* SHORT PROBLEM: Every record below is to be retyped exactly.

[A run of records]
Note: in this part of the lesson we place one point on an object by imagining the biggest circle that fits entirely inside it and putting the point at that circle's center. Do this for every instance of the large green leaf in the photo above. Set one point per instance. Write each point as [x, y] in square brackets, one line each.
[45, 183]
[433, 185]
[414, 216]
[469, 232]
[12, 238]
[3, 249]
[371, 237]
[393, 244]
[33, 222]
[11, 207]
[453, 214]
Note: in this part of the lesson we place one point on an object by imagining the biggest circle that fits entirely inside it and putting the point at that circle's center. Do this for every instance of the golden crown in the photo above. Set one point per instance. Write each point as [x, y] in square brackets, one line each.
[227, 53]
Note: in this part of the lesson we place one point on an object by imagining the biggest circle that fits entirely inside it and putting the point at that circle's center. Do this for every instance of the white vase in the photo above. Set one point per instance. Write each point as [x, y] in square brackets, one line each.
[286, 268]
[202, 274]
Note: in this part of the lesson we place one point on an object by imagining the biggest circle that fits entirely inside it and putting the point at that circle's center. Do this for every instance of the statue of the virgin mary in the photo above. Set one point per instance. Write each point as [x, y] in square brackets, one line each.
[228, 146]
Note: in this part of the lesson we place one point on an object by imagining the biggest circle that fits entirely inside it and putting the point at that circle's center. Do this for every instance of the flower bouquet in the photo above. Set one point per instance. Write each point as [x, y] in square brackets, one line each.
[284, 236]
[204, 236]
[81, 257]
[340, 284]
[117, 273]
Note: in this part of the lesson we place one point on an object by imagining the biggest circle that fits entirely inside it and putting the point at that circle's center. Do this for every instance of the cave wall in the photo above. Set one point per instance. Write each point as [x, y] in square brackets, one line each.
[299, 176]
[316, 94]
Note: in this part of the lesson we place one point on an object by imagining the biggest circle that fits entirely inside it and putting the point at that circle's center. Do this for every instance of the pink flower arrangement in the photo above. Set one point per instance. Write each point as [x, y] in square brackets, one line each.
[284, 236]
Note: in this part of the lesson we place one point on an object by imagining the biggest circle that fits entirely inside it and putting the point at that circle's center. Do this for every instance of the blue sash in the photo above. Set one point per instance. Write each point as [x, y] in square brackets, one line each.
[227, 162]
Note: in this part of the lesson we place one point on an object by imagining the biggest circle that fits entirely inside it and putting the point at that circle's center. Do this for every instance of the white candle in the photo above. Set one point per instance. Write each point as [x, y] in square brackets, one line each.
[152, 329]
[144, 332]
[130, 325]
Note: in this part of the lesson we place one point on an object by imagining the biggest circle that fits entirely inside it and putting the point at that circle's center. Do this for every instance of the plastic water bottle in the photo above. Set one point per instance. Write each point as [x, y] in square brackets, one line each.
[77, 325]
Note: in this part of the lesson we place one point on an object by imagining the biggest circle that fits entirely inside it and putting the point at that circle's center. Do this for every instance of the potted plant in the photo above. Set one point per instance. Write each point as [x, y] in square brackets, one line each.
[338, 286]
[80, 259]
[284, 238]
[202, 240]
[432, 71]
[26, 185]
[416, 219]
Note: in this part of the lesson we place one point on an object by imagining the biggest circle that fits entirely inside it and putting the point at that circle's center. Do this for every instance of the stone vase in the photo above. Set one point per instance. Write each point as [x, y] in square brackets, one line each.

* ANSWER:
Note: in this part of the lesson we place one point on an object by imagining the biggest circle that fits entirely inside it and putting the point at that circle's center. Do this for every instance of the large green leaf in the photo above. Set one point per instance. Write each point as [x, y] in square brackets, one line each.
[45, 183]
[433, 185]
[414, 216]
[469, 232]
[12, 238]
[3, 249]
[371, 237]
[393, 244]
[33, 222]
[11, 207]
[453, 214]
Note: in this part of the lesson we place one point on an object by imagining the biggest circle that fits entirely inside it and putting the point at that circle's center. Do this for every instance of the golden crown in the photo above. Set one point per instance. Write each point as [x, y] in square brackets, one line each.
[227, 53]
Note: in this part of the lesson we place one point on an object by imagining the biggest circle that fits entirely inside it and putting the point at that circle's center. Do this for every instance of the white vase in the photo above. Set one point per instance. Write each point as [x, y] in square brackets, one line each.
[286, 268]
[202, 274]
Note: in this part of the lesson we place one point on an object by imagining the biggest circle that fits entirely inside it and putting the point at that circle's center. Do this for every instance of the statue of the virgin mary in the photo above. Set one point per instance. Write each point as [x, y] in square brackets, one line each.
[228, 146]
Note: in this part of the lesson we place one point on an object by imagining the biggest circle that fits entirely inside it and putting the point at that circle's center. Do this for every instance of the flower bouquet in the photo above. Set one point per instance. Write each point as [x, y] in square brackets, one line each.
[284, 236]
[204, 236]
[81, 257]
[340, 284]
[117, 273]
Note: in this part of the lesson we place one point on an object by imagining the biggest circle that fits entirely inside it and putting the point at that circle's center. Do this for every instance of the cave wall in the photo above. Set one point per instance. Write each point as [x, y] in square brackets, one line each.
[299, 176]
[316, 94]
Note: in this part of the lesson we place one point on an object by imagining the biggest circle that fits entirely inside it and putting the point at that circle's center. Do this for every instance of the pink flower arrangement in the photo above. Set one point per instance. Write each point as [x, y] in square brackets, one line each.
[284, 236]
Note: in this part of the lesson we place one point on an object by imagining the biggest circle that fits entirely inside it and putting the point at that circle's center. Do this for every instance of the blue sash in the photo above. Set one point per instance. Write each point as [x, y] in square brackets, one line each.
[227, 162]
Note: in this part of the lesson we place one point on an object by imagining the biggest circle that fits entirely inside it and putting the point at that circle's center. Do this for every instance of the white candle in the photo above. Set one point per instance. Write each point as [x, y] in square brackets, one line each.
[152, 329]
[144, 332]
[130, 325]
Note: in this part of the lesson we place one point on an object by imagining the biggest circle that fits entirely inside it and putting the point at that circle's center. Do this for every instance of the plastic water bottle in the photo above. Set one point per instance. Write each point as [x, y] in square brackets, one line each.
[77, 325]
Note: in this part of the lesson we place one point on an object by imagining the biggest circle that fits entirely inside it and putting the point at that circle's center. Do this for every instance of the potted plant in the photo above. Set one point per instance. Write each point as [x, y] in square brackets, one line each.
[338, 286]
[80, 259]
[284, 238]
[202, 240]
[432, 71]
[26, 185]
[416, 219]
Note: in this part of the lesson we place one point on an object by imagining the biggest circle that fits entirely inside it and putting the point at that circle's center. Do this for every instance of the stone vase in the photo above. Set one point per instance. Write each point as [x, y] in square brackets, one line each.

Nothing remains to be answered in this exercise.